Task details :: Scan the records for the string "window", then copy each line that has it.

Data section ::
=== Begin Enclosure ===
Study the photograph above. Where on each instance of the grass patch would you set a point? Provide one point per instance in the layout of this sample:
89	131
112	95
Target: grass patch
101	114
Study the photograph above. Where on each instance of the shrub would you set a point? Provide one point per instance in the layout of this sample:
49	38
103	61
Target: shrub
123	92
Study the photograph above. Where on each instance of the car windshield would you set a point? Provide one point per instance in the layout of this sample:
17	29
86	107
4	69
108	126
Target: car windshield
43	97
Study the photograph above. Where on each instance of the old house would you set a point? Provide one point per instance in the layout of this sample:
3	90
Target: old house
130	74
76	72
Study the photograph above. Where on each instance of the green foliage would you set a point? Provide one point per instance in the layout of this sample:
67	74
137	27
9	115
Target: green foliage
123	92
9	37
=== End Enclosure ===
=== Begin Enclosure ===
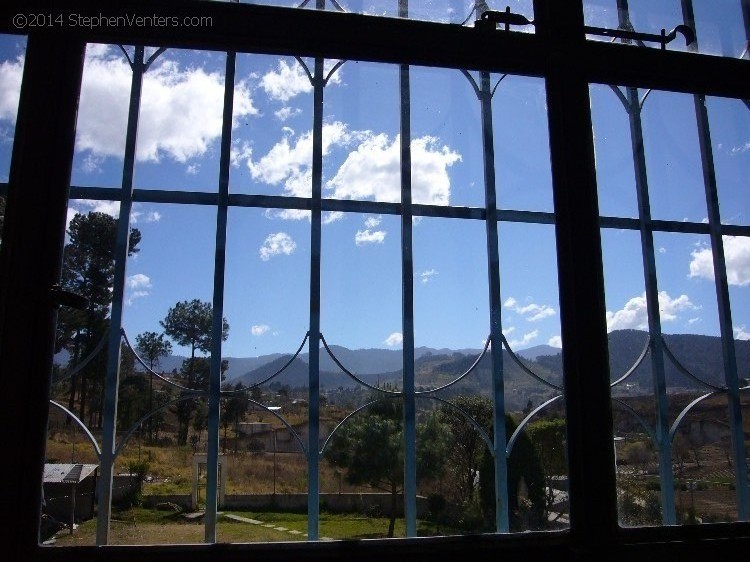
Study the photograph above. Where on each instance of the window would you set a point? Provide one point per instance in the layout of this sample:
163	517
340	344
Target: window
=== End Enclosure ===
Solution to the problem ::
Study the photograph above. Where on each instance of the window would you set a point? Provide one point per instance in the layout of this sample:
Target: window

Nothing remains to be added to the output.